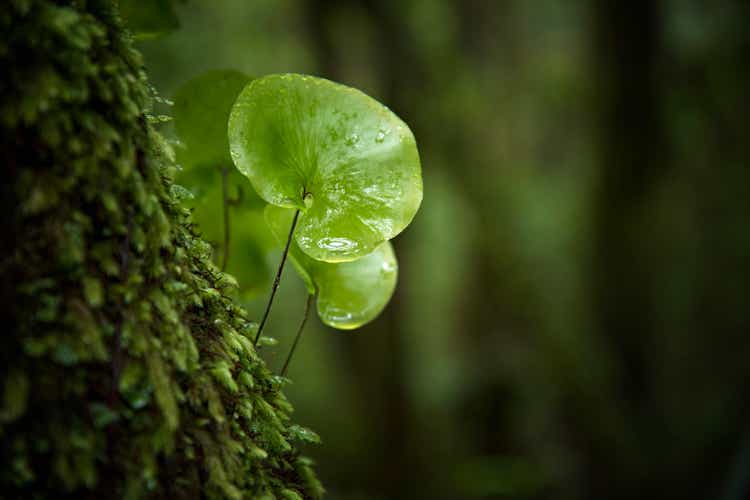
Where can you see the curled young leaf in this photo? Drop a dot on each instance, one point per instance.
(346, 161)
(350, 294)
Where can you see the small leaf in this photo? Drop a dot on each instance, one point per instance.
(344, 159)
(350, 294)
(201, 110)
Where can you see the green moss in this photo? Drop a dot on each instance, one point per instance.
(127, 370)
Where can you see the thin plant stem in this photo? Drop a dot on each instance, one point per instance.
(299, 333)
(225, 201)
(277, 279)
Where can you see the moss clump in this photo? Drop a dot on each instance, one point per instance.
(126, 369)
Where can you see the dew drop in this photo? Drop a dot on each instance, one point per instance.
(337, 244)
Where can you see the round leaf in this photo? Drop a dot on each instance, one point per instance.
(201, 110)
(344, 159)
(350, 294)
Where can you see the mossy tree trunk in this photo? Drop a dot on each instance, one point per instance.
(126, 368)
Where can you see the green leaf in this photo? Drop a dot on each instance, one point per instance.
(350, 294)
(201, 110)
(149, 18)
(344, 159)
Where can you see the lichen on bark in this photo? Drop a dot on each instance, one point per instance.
(127, 369)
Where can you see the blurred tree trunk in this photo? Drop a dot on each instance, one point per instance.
(673, 369)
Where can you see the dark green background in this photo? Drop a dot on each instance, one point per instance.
(572, 315)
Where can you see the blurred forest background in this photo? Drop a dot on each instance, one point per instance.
(572, 315)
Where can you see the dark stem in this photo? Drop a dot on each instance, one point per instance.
(226, 202)
(277, 279)
(299, 333)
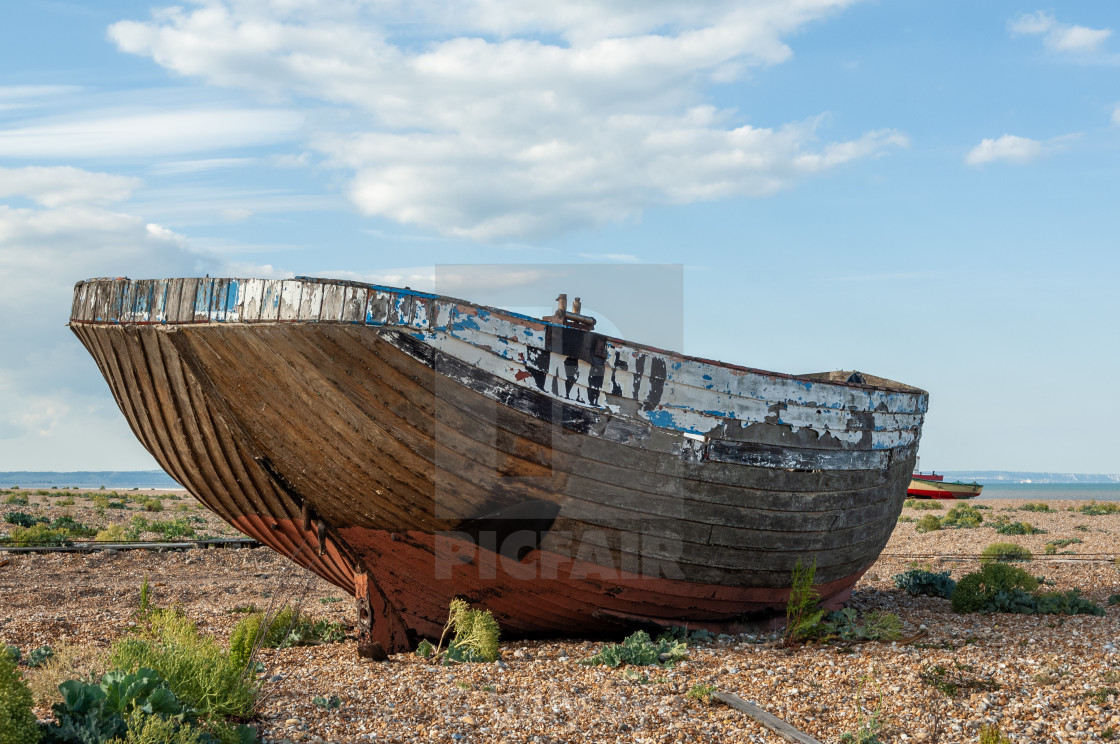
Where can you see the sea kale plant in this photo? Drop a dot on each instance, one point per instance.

§ **Task**
In your copy, include no pictures, but reproduce all records exactly.

§ **Written reply**
Where can you see the curled young leaf in this photo? Drop a dot on each instance, one point per instance.
(346, 161)
(350, 294)
Where can you see the small leaf in this photo? Drop a dot on each instance, one point per instance.
(344, 159)
(350, 294)
(201, 110)
Where can you see the green moss in this photo? Drop a dot on each instance, one point per instance.
(127, 370)
Where can you see the thin plant stem in this photo? Drop a dot on each instance, one point per instance.
(299, 333)
(225, 201)
(277, 279)
Where can you see the moss clump in this photo? Drop a dot on each instance, one point per instance.
(126, 369)
Where can you see the dew drop in this photo? Drop a dot on each instance, one point per instance.
(337, 244)
Where can you see the round leaf in this photo? Drop a dot on each instance, one point per instance.
(201, 110)
(344, 159)
(350, 294)
Where can you see the mossy tree trunk in this photo? Drop a dot on each instance, one point per instance.
(126, 368)
Where can you see the green leaf in this photo? Drop a dot on each instance, one point per instance.
(350, 294)
(201, 110)
(149, 18)
(344, 159)
Where can you see the lichen on bark in this photo? Drop a dot on each instance, one point per instance.
(127, 369)
Where can you see the blurred tree trunk in this photo? Drop a dot on each instance, one point per instance.
(673, 369)
Where can you see the dark green background in this photo? Drop a dot on each instance, one point per instance.
(572, 315)
Where can you see the blurred forest background in this photo? Drop a dot on each instance, one point per instance.
(572, 315)
Where can you see the dark stem in this photo? Drop a dot on each instance, one point per instance.
(226, 202)
(277, 279)
(299, 333)
Where can you see the sea kale plant in this photo? Drop a dot on each instance, one point per instance.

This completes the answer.